-- WHAT THIS EXERCISE ASKS --
a) Using the passage on physician burnout, answer these questions:
(i) What age range does the study assign to Generation X?
(ii) What share of physicians overall reported being burned out?
(iii) What percentage of Millennials reported burnout?
b) Resume the passage on physician burnout, writing on from its final sentence.

:: TEXT SECTION ::

The 2020 Medscape National Physician Burnout and Suicide Report examined how different generations experience and respond to the pressures of medical practice. The study authors compared Millennials (25-39 years old), Generation X (40-54 years old) and Baby Boomers (55-73 years old). In the survey, burnout was described as experiencing long-term, unresolvable job-related stress that leads to exhaustion, cynicism, feelings of detachment from one’s job responsibilities, and lack of a sense of personal accomplishment.
Overall, 42 percent of physicians reported that they are burned out, down from 46 percent five years ago. But Generation X physicians report noticeably more burnout than other groups, 48 percent compared to 38 percent and 39 percent reported by Millennials and Baby Boomers, respectively.

:::
:: INFORMATION SUPPLIED ::

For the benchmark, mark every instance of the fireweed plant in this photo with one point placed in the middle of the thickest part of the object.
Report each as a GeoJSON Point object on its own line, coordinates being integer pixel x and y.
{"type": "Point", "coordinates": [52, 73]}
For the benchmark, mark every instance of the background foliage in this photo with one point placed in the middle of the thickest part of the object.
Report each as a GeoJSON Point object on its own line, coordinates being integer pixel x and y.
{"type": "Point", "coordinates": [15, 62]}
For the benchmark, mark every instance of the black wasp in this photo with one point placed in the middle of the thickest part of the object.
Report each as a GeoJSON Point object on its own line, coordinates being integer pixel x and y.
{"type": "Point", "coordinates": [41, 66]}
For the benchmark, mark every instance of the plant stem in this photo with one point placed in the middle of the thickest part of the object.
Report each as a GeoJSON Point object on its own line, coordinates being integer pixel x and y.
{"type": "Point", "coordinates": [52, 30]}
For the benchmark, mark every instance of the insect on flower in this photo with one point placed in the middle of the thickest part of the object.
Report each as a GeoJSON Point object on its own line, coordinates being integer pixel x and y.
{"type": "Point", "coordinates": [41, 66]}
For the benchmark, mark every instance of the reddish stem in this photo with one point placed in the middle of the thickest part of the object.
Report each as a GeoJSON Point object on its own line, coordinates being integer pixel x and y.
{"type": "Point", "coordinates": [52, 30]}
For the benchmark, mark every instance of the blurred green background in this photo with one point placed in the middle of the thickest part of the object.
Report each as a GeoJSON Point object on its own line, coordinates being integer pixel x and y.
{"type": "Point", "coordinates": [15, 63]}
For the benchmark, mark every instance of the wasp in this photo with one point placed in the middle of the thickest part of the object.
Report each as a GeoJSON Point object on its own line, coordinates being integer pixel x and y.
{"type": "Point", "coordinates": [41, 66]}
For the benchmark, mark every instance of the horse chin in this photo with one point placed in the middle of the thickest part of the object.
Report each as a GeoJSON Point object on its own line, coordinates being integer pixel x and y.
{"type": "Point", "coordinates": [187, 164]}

:::

-- RESULTS FOR EACH TASK --
a)
(i) 40-54 years old
(ii) 42 percent
(iii) 38 percent

b)
“Mid-career is typically the time of highest burnout, which is where Gen Xers are in their career trajectories,” said Carol A. Bernstein, MD, vice chair for faculty development and well-being at Montefiore Medical Center/Albert Einstein College of Medicine, in the Medscape report. “In addition, I suspect that group is juggling multiple roles outside of work, including caring for children as well as elderly parents, and working as well as planning for retirement. Role strain and transition periods also increase stress.”
Among all respondents, too many bureaucratic tasks, long hours and lack of support were identified in the survey as the top three contributors to burnout, and 49 percent of physicians reported that they would take a salary reduction to obtain a better work-life balance.